Problem details = Please restate each entry exactly, without skipping any.

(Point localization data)
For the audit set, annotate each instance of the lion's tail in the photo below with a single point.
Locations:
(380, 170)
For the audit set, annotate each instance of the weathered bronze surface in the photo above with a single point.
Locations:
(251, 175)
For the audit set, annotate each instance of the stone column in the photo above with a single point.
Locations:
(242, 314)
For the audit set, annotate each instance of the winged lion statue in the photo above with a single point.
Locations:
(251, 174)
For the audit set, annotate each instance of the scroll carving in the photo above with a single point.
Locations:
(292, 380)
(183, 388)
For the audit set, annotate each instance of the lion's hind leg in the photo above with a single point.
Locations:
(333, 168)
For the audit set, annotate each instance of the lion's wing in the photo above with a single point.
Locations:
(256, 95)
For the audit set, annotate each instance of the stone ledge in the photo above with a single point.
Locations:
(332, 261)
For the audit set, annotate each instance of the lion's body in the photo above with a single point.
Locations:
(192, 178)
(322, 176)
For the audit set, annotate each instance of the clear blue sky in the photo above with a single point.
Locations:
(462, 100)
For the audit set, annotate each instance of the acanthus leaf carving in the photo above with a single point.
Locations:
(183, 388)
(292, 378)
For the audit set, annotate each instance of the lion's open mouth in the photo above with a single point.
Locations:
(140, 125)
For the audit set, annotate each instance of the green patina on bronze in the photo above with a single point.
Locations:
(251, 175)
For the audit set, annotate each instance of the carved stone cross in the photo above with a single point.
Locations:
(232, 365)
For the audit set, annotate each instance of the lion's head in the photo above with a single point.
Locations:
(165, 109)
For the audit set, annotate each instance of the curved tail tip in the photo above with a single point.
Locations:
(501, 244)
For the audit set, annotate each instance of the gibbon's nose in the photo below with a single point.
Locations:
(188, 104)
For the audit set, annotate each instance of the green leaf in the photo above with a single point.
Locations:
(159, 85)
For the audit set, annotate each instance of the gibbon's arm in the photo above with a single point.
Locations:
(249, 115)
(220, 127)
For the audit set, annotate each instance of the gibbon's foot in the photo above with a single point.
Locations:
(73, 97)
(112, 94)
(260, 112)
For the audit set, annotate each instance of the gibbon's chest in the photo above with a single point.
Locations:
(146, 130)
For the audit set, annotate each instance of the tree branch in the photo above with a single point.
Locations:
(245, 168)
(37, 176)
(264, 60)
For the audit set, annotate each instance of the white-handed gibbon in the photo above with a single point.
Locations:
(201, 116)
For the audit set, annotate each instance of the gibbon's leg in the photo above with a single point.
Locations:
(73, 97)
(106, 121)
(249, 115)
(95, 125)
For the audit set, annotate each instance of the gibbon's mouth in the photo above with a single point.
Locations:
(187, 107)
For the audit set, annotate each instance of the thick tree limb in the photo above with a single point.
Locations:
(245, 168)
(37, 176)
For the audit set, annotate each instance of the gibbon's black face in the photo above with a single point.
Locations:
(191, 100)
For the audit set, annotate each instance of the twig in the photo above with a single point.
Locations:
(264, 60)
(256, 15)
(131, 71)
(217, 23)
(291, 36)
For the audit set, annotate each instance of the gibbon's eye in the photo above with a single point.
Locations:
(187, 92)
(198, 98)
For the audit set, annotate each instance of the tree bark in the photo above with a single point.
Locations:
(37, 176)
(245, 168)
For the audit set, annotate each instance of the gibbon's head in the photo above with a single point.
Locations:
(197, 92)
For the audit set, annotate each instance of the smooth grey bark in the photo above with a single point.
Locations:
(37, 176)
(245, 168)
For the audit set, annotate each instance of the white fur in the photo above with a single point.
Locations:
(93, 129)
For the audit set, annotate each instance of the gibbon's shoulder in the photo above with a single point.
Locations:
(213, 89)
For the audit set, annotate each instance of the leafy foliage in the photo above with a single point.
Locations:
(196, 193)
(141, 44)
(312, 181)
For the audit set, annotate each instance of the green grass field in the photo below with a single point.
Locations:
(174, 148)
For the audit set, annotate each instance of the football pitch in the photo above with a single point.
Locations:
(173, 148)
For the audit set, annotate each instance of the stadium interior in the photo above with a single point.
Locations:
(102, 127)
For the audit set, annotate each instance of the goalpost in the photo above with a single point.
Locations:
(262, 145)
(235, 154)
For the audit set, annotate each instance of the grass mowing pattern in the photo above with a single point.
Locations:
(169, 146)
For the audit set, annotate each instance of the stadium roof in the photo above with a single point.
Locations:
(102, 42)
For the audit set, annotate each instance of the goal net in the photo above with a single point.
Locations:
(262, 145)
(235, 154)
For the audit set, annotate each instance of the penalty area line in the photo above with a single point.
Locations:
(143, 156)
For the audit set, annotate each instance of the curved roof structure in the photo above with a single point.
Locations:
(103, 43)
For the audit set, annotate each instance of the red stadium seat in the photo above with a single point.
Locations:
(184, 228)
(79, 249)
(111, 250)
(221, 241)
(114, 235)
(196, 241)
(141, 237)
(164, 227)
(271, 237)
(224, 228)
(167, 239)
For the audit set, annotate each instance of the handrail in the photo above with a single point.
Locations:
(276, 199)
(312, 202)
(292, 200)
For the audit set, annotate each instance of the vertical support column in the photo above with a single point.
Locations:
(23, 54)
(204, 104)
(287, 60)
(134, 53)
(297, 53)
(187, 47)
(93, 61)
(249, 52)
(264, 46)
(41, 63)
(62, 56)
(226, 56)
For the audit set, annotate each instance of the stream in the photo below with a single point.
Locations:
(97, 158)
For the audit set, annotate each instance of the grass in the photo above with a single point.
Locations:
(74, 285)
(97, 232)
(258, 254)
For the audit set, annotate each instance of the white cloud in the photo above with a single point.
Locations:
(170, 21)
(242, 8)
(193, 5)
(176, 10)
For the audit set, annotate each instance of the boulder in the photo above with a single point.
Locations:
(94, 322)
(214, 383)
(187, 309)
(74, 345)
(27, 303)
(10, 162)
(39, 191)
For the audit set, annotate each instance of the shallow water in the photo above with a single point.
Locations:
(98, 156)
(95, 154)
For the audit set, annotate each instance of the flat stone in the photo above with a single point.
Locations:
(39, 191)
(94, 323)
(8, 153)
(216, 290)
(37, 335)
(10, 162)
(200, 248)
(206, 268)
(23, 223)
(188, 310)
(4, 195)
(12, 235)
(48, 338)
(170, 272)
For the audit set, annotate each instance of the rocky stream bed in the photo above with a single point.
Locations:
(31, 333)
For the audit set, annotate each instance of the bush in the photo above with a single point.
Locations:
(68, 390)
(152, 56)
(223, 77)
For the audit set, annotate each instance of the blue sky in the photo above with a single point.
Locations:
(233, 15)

Result for this exercise =
For the audit set, annotate each instance of the lion's tail in the photo below with a single point.
Locations:
(380, 170)
For the audit set, annotate each instance of the weathered bronze surface in the photo above with a single point.
Locations:
(251, 175)
For the audit set, annotate each instance of the stone column in the photo above with a single point.
Locations:
(242, 314)
For the audit set, annotate each instance of the winged lion statue in the photo above with a single point.
Locations:
(251, 174)
For the audit set, annotate each instance of the scroll carving in the photo above with a single point.
Locations:
(292, 380)
(183, 388)
For the audit set, annotate each instance of the lion's hind leg in the photo above with a single point.
Locations:
(333, 168)
For the audit set, annotate each instance of the lion's wing in the photo above with a single point.
Locations:
(256, 95)
For the audit set, annotate each instance of the stone ledge in the photo above with a single point.
Locations:
(332, 261)
For the audit set, annotate each instance of the lion's body in the photo above with a single point.
Locations:
(192, 178)
(322, 176)
For the audit set, annotate each instance of the clear blue sky in the photo above with a single point.
Locations:
(462, 100)
For the audit set, annotate each instance of the acanthus leaf carving in the photo above with a single point.
Locations:
(183, 388)
(292, 378)
For the audit set, annotate each instance of the lion's open mouth in the photo above with a single point.
Locations:
(140, 125)
For the audit set, annotate each instance of the green patina on bronze in the photo above with a single point.
Locations:
(251, 175)
For the audit set, annotate each instance of the carved stone cross in the photo above with a single point.
Locations:
(232, 365)
For the audit set, annotate each instance of the lion's head in the photo above with a single point.
Locations:
(165, 109)
For the audit set, annotate each instance of the curved tail tip in the photo above with a single point.
Locations:
(501, 244)
For the audit set, annotate each instance of the gibbon's nose in the photo below with a single point.
Locations:
(188, 104)
For the audit set, annotate each instance of the green leaf in the photo above with a single point.
Locations:
(159, 85)
For the audit set, annotate each instance of the gibbon's arm in the photo above with a single point.
Locations:
(249, 115)
(220, 127)
For the audit set, annotate each instance of the gibbon's foot in the photo above with a single point.
Locations:
(73, 97)
(112, 94)
(260, 112)
For the audit set, annotate each instance of the gibbon's chest in the photo above with a single point.
Locations:
(146, 130)
For the audit set, annotate each instance of the tree branch in the photo above with a single point.
Locations:
(245, 168)
(37, 176)
(264, 60)
For the audit set, annotate each instance of the white-handed gibbon in the photo above with a single point.
Locations:
(201, 116)
For the audit set, annotate each instance of the gibbon's leg in the photo above with a single point.
Locations:
(73, 97)
(106, 121)
(249, 115)
(95, 125)
For the audit set, annotate each instance of the gibbon's mouth in the photo above with a single point.
Locations:
(187, 107)
For the audit set, annotate each instance of the thick tree limb in the photo above with a single point.
Locations:
(245, 168)
(37, 176)
For the audit set, annotate each instance of the gibbon's black face in the photo above with a single point.
Locations:
(191, 100)
For the audit set, annotate each instance of the twig in the photo above with a single point.
Locations:
(264, 60)
(256, 15)
(131, 71)
(217, 23)
(291, 36)
For the audit set, annotate each instance of the gibbon's eye in the photo above with a single point.
Locations:
(187, 92)
(198, 98)
For the audit set, annotate each instance of the tree bark in the photo above with a single point.
Locations:
(37, 176)
(245, 168)
For the audit set, annotate each instance of the gibbon's head in the photo above with a single point.
Locations:
(197, 92)
For the audit set, annotate each instance of the smooth grey bark in the photo above with a single point.
Locations:
(37, 176)
(245, 168)
For the audit set, annotate each instance of the white fur in the photo above with a single point.
Locations:
(93, 129)
For the audit set, annotate each instance of the gibbon's shoulder in the photo above with a single point.
Locations:
(213, 89)
For the audit set, annotate each instance of the leafy foliage in the photo above with a single point.
Locations:
(196, 193)
(141, 44)
(312, 181)
For the audit set, annotate each instance of the green grass field in the photo below with a single point.
Locations:
(174, 148)
For the audit set, annotate each instance of the football pitch in the photo above with a single point.
Locations:
(173, 148)
For the audit set, annotate each instance of the stadium interior in the photo above with a single point.
Locations:
(102, 127)
For the audit set, annotate each instance of the goalpost in the photo above with a single point.
Locations:
(262, 145)
(235, 154)
For the audit set, annotate each instance of the grass mowing pattern in the photo above with a single point.
Locations:
(169, 146)
For the audit set, annotate each instance of the stadium roof in the photo above with a single point.
Locations:
(102, 42)
For the audit set, annotate each instance of the goal net in the photo above with a single point.
Locations:
(262, 145)
(235, 154)
For the audit set, annotate each instance of the penalty area line in the photo above with a single point.
Locations:
(143, 156)
For the audit set, annotate each instance of the curved roof structure in the photo above with a single point.
Locations:
(103, 43)
For the audit set, annotate each instance of the red stadium seat in the photo above with a single point.
Locations:
(184, 228)
(79, 249)
(111, 250)
(221, 241)
(114, 235)
(196, 241)
(141, 237)
(164, 227)
(271, 237)
(224, 228)
(167, 239)
For the audit set, annotate each instance of the handrail in the photo above with a single point.
Locations:
(276, 199)
(312, 202)
(292, 200)
For the audit set, annotate each instance of the vertical support column in the photo above with a single point.
Locations:
(23, 54)
(204, 104)
(287, 60)
(134, 53)
(297, 53)
(187, 47)
(93, 61)
(249, 52)
(264, 46)
(41, 63)
(62, 56)
(226, 56)
For the audit set, annotate each instance of the stream in the photo below with a single point.
Locations:
(97, 158)
For the audit set, annotate each instance of the grass in the photo above with a single point.
Locations:
(74, 285)
(97, 232)
(258, 254)
For the audit set, annotate each instance of the white cloud in the photo above with a single point.
Locations:
(170, 21)
(242, 8)
(193, 5)
(176, 10)
For the audit set, annotate each instance of the boulder in the photo above with a single point.
Locations:
(94, 322)
(214, 383)
(187, 309)
(74, 345)
(27, 303)
(10, 162)
(39, 191)
For the audit set, annotate each instance of the shallow water in the photo above with a single point.
Locations:
(98, 156)
(95, 154)
For the audit set, annotate each instance of the flat stone in the photo above with a single point.
Locations:
(39, 191)
(94, 323)
(8, 153)
(216, 290)
(37, 335)
(10, 162)
(200, 248)
(206, 268)
(23, 223)
(188, 310)
(4, 195)
(12, 235)
(48, 338)
(170, 272)
For the audit set, annotate each instance of the rocky stream bed in the photo above with a single point.
Locations:
(31, 333)
For the audit set, annotate each instance of the bush in the photo above with a single point.
Locations:
(68, 390)
(152, 56)
(223, 77)
For the audit set, annotate each instance of the blue sky in the photo above with a single point.
Locations:
(233, 15)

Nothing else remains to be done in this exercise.